**HOW TO COMPLETE THIS TASK**
From the entries below, gather each line containing the word "point".
Top of RECORDS TO PROCESS
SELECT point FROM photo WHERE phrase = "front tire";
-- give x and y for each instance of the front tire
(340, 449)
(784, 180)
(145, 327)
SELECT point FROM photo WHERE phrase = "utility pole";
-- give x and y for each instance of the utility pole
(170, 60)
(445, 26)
Bottom of RECORDS TO PROCESS
**ANSWER BOX**
SELECT point FROM photo WHERE phrase = "front tire";
SELECT point FROM photo WHERE phrase = "utility pole";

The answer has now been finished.